_PAGE_.
────────────────────

Journaliste 2 : Je voudrais revenir un petit peu sur l’expo qui vous est consacrée au CBBD. Comment s’est passée l’organisation de cette expo ? Qu’est-ce que vous vous vouliez mettre en évidence par rapport à votre parcours dans la bande dessinée franco-belge car elle est surtout centrée sur votre carrière BD franco-belge. Je ne sais pas si vous avez fait des choses en Espagne.
J. Guarnido : En Espagne, non, pas vraiment. En fait les dessinateurs de ma génération mais aussi ceux des générations précédentes et ceux de la génération suivante, on a tous dû choisir entre travailler pour le marché américain ou le marché francophone car ce sont les deux vrais marchés qui peuvent nourrir son homme pour ainsi dire, avec lesquels on peut tirer assez de bénéfices en droits d’auteur, simplement pour gagner sa vie. En Espagne, ce n'est pas la faute des éditeurs espagnols, mais tout simplement parce que le public BD est minoritaire et le marché représente 10% du marché francophone. Donc, vous ne pouvez faire autrement que signer vos contrats avec des éditeurs franco-belges, toucher vos droits d’auteur par rapport à cette édition qui va être l’édition importante et après laisser votre éditeur négocier avec les différents éditeurs européens y compris les Espagnols pour qu’ils rachètent la licence. Si c’était le cas contraire, ce serait ridicule car vous ne toucheriez les droits d’auteur que sur un tout petit tirage alors que le gros tirage est toujours celui de l’éditeur franco-belge et, dans ce cas vous ne toucheriez qu’une partie négociée du rachat de la licence. Ça ne serait jamais comparable. Ce ne serait même pas la moitié, ni un tiers de ce que vous toucheriez logiquement avec les droits d’auteur calculés sur les ventes de votre édition papier principale.

────────────────────

_DONNÉES EXTRAITES_.
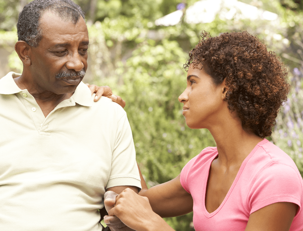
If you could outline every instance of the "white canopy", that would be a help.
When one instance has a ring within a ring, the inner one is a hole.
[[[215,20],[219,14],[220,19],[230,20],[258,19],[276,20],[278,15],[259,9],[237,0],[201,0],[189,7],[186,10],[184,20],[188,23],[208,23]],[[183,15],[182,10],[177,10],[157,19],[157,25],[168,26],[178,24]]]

────────────────────

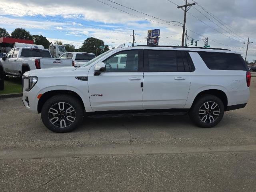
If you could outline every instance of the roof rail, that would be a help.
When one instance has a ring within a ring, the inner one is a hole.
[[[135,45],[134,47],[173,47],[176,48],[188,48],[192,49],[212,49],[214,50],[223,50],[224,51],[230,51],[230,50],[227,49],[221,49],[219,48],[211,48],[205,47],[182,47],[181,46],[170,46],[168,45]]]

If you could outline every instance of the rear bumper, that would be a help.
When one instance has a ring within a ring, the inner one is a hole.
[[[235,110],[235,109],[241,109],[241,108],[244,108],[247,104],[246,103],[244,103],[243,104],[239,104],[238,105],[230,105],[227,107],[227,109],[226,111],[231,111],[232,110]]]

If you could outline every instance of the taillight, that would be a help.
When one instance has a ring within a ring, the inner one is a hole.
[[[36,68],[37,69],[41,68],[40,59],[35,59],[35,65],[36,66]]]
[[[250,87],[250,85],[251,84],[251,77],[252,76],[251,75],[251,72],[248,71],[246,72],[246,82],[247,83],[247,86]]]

────────────────────

_CONSIGNE_. Reproduisez à l'identique le passage de l'entretien sur la bande dessinée qui va de « Journaliste 2 : Je » jusqu'à « choses en Espagne. » inclus.

_RÉPONSE ATTENDUE_.
Journaliste 2 : Je voudrais revenir un petit peu sur l’expo qui vous est consacrée au CBBD. Comment s’est passée l’organisation de cette expo ? Qu’est-ce que vous vous vouliez mettre en évidence par rapport à votre parcours dans la bande dessinée franco-belge car elle est surtout centrée sur votre carrière BD franco-belge. Je ne sais pas si vous avez fait des choses en Espagne.